▶ _Reading passage_
# Content Based Filtering

In this project, I build a content-based recommender system that suggests movies to users based on their individual genre preferences.
The goal is to develop a model that can recommend new movies by analyzing the genres of movies a user has already rated highly.

Unlike collaborative filtering methods, which rely on user-user or item-item interactions, content-based filtering focuses solely on the attributes of the items themselves — in this case, the movie genres. This approach is especially useful for:

- Personalized recommendations even with a small user base

- New users or items that don't have a lot of historical data (solving part of the cold-start problem)

- Clear, explainable suggestions based on a user’s known interests

In [None]:
import pandas as pd

### Load Data: Ratings and Movies Datasets

In this step, we load two datasets into memory using pandas.

- **ratings.csv** contains user ratings for movies (e.g., user IDs, movie IDs, and the rating given).

 **movies.csv** contains movie metadata (e.g., movie IDs and movie titles).

These datasets are essential for building a content-based recommendation system, as they provide both the users' preferences and the details about the movies to recommend.

In [None]:
ratings = pd.read_csv("data/raw/ratings.csv")
movies = pd.read_csv("data/raw/movies.csv")

In [None]:
movies.head(6)

In [None]:
ratings.head(6)

Now we merge both sets to make predictions about the movies based on their ratings. Also this will simplify the search of missing values

In [None]:
df = ratings.merge(movies, on="movieId")
df.head()

### Check for missing values

This step performs missing data analysis on the DataFrame df:

- **df.isnull().sum()** counts the number of missing (null) values in each column and prints the result. This helps identify which features may require cleaning or imputation.

- **df[df.isnull().any(axis=1)]** filters the rows where any column contains a missing value.
The resulting df_missing DataFrame is printed to inspect which rows are incomplete and might need special handling.

In [None]:
# Check for missing values in each column
print(df.isnull().sum())

# Create and display a DataFrame containing only the rows with missing values
df_missing = df[df.isnull().any(axis=1)]
print(df_missing)

In [None]:
df.info

In [None]:
df.dtypes

### Clean and Transform the 'genres' Column

Here it's prepared the data for content-based recommendation by cleaning and transforming the genres field:

- Convert title and genres to strings: Ensures consistency in case some entries were read incorrectly as other types (e.g., floats because of missing values).

▶ _Required actions_
A. Condense the paragraph beginning "In this project, I build" from the content-based filtering notebook into one shorter sentence that keeps its main facts.
B. Please reproduce all of the records below verbatim, line for line.

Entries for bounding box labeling
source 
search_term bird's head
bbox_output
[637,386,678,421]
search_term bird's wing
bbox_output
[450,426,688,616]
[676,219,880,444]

▶ _Responses for each task_
A. The project builds a content-based recommender system that suggests new movies to users by analyzing the genres of movies they have already rated highly.

B.
source 
search_term bird's head
bbox_output
[637,386,678,421]
search_term bird's wing
bbox_output
[450,426,688,616]
[676,219,880,444]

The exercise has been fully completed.